## Passage provided:
*-*-*

1 Introduction

Due to the increasing environmental requirements, there is a strong demand for lighter structures. Lighter components can be manufactured by using higher-strength steels than is commonly used today [1]. One possible way to make larger components is by first producing smaller sections, which are then joined by welding. However, fatigue loading is mostly the critical loading event during the life time of a component and welded connections are often the prime location of fatigue failure. This is especially problematic for welded high-strength steels as fatigue strength of welds usually is not deemed to increase by increasing static strength [2].

Fatigue improvement methods are usually considered as the best way to overcome this static behavior of the fatigue properties. This can be made either by modification of the weld toe geometry or by modification of the residual stress induced by welding. The former acts through reduction of the local stress concentration factor, by ensuring a smooth transition between the weld profile and base metal. The latter leads to reduction of the tensile residual stresses, or by even inducing compressive stresses [1, 3]. Reduction of the tensile stresses can be achieved by using high-frequency mechanical impact (HFMI) treatment. In such a treatment, the increase in fatigue strength is thought to be due to residual stress modification, weld toe geometry modification, and increased local hardness in the treated region [4,5,6,7,8,9].

*-*-*

## Problem details:
Can you extract the full introduction on fatigue in welded high-strength steel, reproducing it word for word?

(A block of data)
*-*-*

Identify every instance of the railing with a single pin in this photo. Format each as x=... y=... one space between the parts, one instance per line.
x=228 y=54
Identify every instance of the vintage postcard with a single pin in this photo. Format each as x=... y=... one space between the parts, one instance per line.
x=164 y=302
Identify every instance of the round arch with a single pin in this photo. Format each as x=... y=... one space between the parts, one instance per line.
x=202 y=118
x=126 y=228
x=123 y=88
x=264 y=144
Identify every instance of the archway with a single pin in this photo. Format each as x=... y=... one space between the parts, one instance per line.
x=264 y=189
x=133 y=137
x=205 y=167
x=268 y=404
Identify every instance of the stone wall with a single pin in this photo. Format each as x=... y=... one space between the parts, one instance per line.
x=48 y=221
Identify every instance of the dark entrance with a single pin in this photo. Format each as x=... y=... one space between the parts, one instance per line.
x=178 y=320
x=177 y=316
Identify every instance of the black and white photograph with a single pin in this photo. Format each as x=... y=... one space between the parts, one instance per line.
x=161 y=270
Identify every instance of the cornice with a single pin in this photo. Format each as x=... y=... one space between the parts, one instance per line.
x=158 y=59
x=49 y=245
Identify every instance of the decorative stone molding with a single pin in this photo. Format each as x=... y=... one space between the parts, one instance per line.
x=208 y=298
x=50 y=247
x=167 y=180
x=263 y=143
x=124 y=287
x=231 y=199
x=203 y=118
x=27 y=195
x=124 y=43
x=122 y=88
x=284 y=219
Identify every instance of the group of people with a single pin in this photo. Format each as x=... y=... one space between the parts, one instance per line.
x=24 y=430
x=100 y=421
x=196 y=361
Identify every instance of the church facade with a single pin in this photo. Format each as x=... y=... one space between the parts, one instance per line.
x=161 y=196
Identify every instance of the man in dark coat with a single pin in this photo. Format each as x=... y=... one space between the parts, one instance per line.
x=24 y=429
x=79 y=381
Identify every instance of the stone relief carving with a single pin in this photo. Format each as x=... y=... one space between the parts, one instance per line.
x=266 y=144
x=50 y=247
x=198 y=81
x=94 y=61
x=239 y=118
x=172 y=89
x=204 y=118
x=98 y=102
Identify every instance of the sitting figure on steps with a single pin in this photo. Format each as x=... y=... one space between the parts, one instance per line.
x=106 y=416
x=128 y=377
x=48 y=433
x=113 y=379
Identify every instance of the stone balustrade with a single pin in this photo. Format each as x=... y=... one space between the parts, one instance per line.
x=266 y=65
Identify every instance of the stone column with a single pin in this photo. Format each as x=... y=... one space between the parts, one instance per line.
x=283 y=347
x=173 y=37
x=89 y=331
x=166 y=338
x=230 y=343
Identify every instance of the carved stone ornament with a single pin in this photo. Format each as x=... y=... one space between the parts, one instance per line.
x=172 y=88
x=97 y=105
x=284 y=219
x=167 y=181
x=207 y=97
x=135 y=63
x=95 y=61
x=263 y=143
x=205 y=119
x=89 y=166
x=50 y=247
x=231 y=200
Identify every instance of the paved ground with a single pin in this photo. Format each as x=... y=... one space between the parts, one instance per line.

*-*-*

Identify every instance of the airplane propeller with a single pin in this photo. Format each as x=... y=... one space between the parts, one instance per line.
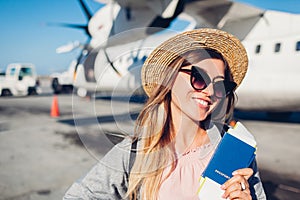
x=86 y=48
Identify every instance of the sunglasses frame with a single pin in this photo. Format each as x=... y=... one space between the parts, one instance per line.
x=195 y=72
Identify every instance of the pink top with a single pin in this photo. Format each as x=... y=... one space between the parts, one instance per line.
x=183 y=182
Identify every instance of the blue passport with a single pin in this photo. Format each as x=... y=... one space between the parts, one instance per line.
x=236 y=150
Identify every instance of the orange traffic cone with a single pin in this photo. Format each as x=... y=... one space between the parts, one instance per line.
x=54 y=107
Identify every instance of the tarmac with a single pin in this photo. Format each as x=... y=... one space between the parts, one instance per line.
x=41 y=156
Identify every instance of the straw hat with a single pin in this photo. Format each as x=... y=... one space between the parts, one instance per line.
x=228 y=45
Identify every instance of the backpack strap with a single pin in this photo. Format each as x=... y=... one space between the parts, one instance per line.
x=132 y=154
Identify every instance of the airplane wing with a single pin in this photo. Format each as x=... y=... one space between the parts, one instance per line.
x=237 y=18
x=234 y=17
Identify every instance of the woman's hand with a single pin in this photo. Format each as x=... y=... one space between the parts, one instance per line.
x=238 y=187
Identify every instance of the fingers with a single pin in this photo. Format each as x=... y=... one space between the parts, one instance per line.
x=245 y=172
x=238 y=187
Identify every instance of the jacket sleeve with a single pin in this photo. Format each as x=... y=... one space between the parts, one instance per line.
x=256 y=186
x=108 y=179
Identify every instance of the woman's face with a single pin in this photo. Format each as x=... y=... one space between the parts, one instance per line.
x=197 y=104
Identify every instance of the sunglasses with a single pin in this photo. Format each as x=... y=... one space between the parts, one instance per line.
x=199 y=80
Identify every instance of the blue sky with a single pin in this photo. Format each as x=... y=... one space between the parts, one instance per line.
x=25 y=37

*-*-*

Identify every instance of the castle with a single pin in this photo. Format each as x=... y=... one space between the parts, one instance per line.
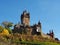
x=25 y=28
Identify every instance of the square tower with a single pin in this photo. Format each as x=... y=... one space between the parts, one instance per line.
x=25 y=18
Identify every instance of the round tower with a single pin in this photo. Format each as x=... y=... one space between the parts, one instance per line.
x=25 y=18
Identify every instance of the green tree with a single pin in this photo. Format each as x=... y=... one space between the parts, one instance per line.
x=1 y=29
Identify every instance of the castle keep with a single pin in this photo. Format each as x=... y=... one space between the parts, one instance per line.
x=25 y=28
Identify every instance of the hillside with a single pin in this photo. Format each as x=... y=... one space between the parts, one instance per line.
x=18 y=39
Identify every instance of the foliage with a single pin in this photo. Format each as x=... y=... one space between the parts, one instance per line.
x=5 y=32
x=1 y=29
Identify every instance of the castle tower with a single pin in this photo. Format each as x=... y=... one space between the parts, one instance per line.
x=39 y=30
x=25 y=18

*-*-*

## Solution to the exercise:
1 Introduction

Due to the increasing environmental requirements, there is a strong demand for lighter structures. Lighter components can be manufactured by using higher-strength steels than is commonly used today [1]. One possible way to make larger components is by first producing smaller sections, which are then joined by welding. However, fatigue loading is mostly the critical loading event during the life time of a component and welded connections are often the prime location of fatigue failure. This is especially problematic for welded high-strength steels as fatigue strength of welds usually is not deemed to increase by increasing static strength [2].

Fatigue improvement methods are usually considered as the best way to overcome this static behavior of the fatigue properties. This can be made either by modification of the weld toe geometry or by modification of the residual stress induced by welding. The former acts through reduction of the local stress concentration factor, by ensuring a smooth transition between the weld profile and base metal. The latter leads to reduction of the tensile residual stresses, or by even inducing compressive stresses [1, 3]. Reduction of the tensile stresses can be achieved by using high-frequency mechanical impact (HFMI) treatment. In such a treatment, the increase in fatigue strength is thought to be due to residual stress modification, weld toe geometry modification, and increased local hardness in the treated region [4,5,6,7,8,9].